▸ WRITTEN EXERCISE
Report every line in the listing below that contains the word "strap", copying each line in full.

Coordinate annotation records:
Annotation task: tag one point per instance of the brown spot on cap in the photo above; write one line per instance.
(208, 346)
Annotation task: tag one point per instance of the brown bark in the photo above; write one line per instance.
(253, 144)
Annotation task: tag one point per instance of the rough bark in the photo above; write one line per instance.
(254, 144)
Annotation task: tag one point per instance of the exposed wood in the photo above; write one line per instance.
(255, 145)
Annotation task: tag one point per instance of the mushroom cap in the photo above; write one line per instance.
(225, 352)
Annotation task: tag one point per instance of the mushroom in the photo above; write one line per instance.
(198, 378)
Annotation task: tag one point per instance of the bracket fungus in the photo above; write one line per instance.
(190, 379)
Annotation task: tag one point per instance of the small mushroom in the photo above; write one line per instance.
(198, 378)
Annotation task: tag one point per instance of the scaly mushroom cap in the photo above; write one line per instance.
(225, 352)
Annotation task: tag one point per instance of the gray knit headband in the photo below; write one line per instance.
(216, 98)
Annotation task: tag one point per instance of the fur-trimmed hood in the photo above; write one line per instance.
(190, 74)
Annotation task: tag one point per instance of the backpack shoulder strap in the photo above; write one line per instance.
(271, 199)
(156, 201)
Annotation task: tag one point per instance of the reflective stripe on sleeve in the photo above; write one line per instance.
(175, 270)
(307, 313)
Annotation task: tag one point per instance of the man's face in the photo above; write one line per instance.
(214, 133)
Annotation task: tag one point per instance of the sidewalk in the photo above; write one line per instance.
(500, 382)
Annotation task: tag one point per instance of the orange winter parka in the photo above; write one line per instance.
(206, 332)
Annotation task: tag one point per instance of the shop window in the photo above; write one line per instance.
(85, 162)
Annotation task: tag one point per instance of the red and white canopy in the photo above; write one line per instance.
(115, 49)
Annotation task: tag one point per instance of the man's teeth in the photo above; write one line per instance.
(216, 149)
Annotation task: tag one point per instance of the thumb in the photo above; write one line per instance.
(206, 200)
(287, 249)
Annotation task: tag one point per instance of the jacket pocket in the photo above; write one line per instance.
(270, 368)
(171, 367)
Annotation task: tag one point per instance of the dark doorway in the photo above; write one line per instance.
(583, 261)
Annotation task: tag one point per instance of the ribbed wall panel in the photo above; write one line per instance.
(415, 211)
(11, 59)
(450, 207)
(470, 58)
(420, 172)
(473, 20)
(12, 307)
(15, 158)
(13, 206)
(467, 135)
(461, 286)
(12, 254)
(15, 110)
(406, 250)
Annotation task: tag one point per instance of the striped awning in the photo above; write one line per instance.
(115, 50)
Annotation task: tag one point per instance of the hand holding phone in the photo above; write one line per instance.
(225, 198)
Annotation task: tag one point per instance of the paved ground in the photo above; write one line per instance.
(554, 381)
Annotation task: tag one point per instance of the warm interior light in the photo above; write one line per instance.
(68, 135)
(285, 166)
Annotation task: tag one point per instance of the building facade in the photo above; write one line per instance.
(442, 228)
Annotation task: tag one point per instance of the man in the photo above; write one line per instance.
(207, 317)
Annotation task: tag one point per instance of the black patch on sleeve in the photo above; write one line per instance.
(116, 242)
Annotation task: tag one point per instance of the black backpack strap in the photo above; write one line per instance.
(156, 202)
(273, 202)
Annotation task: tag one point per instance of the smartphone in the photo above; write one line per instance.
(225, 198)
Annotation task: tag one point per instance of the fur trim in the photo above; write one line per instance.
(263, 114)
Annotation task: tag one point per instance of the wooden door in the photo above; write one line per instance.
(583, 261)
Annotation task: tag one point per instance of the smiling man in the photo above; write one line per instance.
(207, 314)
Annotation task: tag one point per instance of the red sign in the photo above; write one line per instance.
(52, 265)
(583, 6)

...

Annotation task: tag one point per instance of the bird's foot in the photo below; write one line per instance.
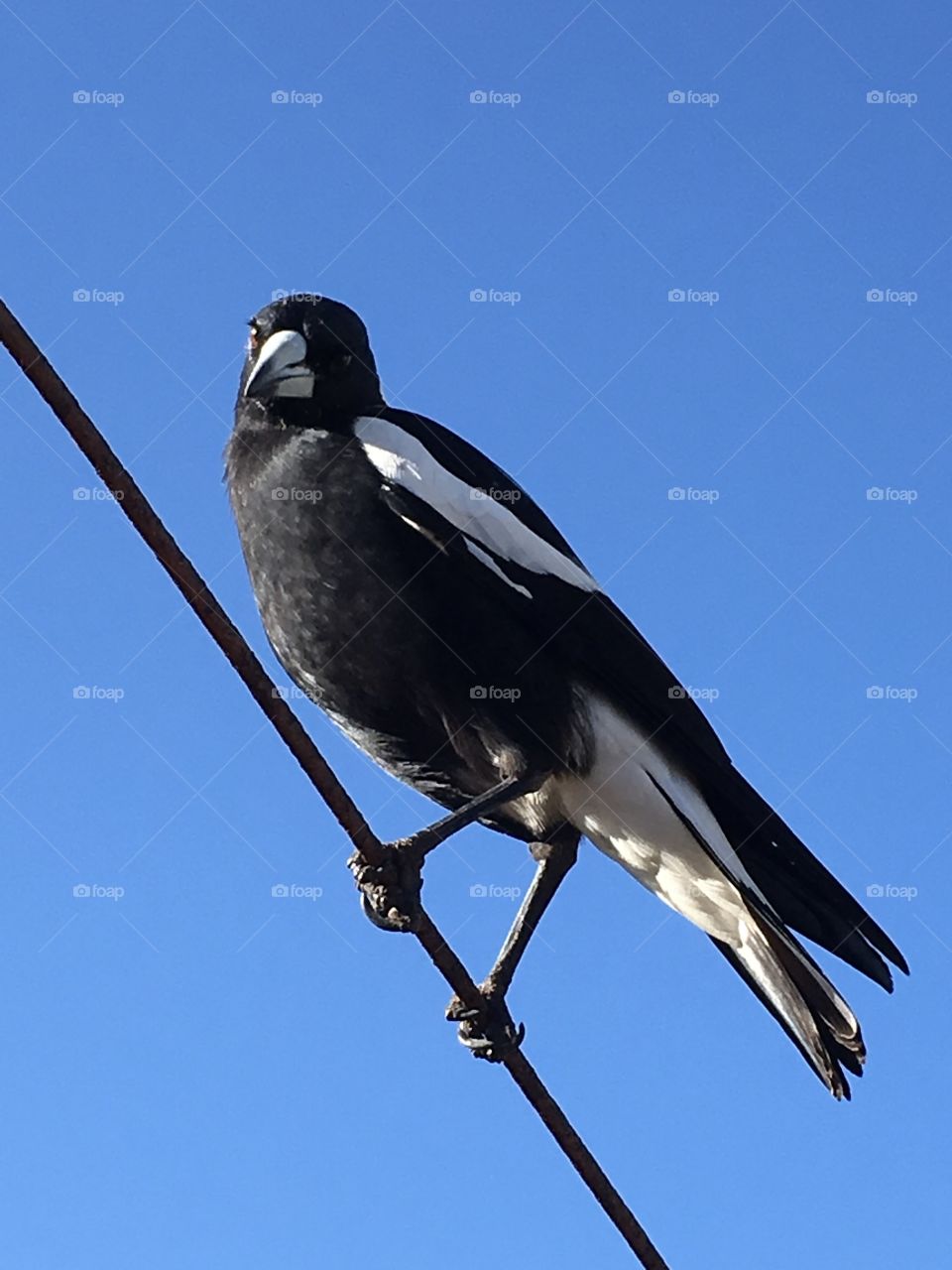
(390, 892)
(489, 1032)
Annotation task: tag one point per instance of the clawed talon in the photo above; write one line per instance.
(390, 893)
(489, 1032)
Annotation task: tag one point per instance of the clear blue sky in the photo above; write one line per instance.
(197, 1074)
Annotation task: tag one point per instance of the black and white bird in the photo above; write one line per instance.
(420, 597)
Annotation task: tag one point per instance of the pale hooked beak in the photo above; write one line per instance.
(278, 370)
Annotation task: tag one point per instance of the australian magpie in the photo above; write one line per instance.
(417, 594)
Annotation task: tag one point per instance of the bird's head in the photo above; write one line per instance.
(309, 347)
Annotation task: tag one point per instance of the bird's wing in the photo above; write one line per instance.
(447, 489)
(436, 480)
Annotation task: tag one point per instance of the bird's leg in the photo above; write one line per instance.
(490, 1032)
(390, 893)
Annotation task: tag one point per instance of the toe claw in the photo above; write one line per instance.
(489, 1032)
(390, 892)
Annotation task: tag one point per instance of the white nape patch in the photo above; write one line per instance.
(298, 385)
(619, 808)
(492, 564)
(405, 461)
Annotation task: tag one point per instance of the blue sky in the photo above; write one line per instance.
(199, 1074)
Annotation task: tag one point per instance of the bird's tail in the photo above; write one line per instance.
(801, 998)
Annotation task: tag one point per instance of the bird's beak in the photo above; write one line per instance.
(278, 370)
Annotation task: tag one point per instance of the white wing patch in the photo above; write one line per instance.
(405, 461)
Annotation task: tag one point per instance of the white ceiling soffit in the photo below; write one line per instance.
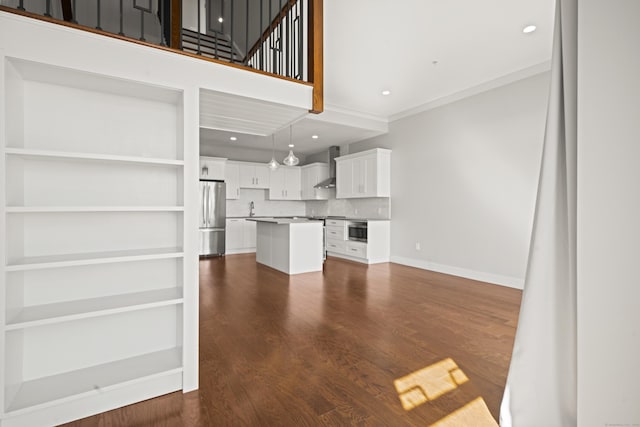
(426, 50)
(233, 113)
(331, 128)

▸ ANSWER TO THIS EXERCISE
Annotation task: tag one point per instance of the backpack shoulder strap in the photo above; write one line per instance.
Annotation task: tag one point per instance of the black backpack strap in the photo above; write one line per instance.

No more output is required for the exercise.